→ Data items:
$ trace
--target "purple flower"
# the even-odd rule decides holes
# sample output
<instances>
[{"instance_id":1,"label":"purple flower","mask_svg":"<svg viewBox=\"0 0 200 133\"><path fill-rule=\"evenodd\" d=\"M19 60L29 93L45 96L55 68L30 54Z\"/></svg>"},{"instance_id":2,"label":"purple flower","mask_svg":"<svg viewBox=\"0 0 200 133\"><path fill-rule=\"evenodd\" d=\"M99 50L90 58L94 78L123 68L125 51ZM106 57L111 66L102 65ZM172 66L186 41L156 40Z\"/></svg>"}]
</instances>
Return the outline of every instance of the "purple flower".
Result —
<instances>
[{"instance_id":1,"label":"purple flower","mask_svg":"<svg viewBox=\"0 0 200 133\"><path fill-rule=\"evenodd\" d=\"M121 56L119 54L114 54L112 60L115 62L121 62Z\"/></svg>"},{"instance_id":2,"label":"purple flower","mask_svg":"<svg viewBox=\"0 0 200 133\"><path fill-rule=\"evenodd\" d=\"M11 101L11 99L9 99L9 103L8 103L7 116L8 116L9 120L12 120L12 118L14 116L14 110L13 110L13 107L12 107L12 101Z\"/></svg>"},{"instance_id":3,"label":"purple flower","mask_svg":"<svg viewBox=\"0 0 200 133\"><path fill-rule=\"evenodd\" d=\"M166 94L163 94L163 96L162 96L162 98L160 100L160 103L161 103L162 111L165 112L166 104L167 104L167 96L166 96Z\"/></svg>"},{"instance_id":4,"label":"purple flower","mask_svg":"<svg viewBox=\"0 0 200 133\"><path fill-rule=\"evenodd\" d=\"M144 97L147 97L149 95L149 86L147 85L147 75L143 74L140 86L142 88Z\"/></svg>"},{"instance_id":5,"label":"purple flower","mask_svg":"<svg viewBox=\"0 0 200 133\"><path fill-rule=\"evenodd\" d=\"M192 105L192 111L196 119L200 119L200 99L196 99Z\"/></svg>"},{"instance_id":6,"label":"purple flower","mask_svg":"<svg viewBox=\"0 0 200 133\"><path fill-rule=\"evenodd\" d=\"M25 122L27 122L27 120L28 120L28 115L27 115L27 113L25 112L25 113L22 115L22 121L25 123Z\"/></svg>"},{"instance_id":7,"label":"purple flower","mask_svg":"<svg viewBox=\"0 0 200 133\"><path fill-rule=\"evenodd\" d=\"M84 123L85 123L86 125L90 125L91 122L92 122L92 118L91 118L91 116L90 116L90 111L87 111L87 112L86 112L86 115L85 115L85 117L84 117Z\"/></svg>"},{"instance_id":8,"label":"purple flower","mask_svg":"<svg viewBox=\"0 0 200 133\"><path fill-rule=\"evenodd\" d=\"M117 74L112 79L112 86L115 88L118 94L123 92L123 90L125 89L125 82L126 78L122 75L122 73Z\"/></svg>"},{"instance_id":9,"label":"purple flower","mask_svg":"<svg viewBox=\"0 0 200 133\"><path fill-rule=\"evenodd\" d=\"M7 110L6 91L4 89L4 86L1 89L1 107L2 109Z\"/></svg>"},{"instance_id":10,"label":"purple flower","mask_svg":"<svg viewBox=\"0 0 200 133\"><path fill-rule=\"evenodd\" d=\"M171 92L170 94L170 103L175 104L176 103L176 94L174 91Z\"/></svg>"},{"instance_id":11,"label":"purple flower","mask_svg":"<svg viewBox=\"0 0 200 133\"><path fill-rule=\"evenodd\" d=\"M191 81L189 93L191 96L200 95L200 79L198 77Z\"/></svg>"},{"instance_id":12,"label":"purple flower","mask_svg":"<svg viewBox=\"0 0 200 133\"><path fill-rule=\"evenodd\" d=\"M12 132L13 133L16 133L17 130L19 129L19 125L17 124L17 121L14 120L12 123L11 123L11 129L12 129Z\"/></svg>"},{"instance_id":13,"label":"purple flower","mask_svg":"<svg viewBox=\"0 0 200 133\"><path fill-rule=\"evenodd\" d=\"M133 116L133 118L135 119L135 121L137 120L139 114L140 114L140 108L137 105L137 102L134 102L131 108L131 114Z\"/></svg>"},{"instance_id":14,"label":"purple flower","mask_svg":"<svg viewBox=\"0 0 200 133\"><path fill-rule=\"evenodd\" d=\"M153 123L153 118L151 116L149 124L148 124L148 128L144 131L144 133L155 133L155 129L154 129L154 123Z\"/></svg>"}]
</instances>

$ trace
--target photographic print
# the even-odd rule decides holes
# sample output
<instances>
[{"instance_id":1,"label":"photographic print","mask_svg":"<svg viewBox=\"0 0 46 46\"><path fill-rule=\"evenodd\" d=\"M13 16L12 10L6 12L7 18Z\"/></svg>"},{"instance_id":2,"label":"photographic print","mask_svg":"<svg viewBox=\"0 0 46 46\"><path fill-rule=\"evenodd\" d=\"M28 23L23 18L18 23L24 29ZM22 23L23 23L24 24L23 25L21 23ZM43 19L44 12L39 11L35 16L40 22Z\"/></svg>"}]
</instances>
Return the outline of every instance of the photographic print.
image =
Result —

→ Exercise description:
Only the number of lines in the data that hold "every" should be stated.

→ Problem solution:
2